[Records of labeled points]
────────────────────
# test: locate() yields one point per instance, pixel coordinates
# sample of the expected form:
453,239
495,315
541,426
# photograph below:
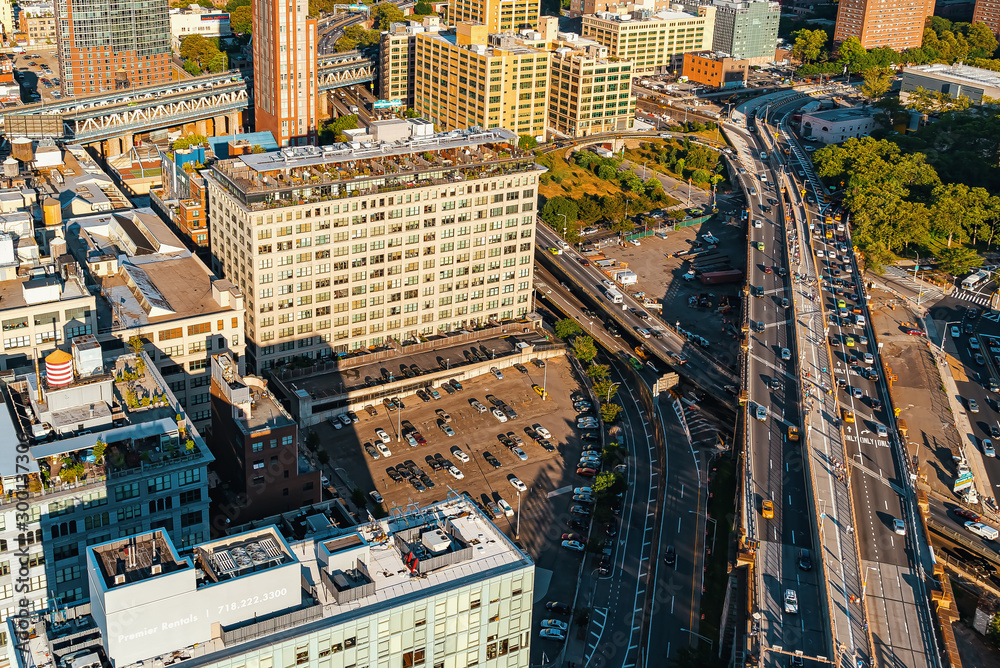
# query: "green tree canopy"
────────────────────
# TASK TO COMPLETE:
Rewrite these lines with "canopy" changed to "foliage" and everything else kept the same. Leave the pictures out.

# FINISHED EXERCISE:
# test: locate() yields one point per instance, pixel coordinates
# sample of the expected form:
453,239
495,315
541,426
# photograph below:
# query: "green tree foliage"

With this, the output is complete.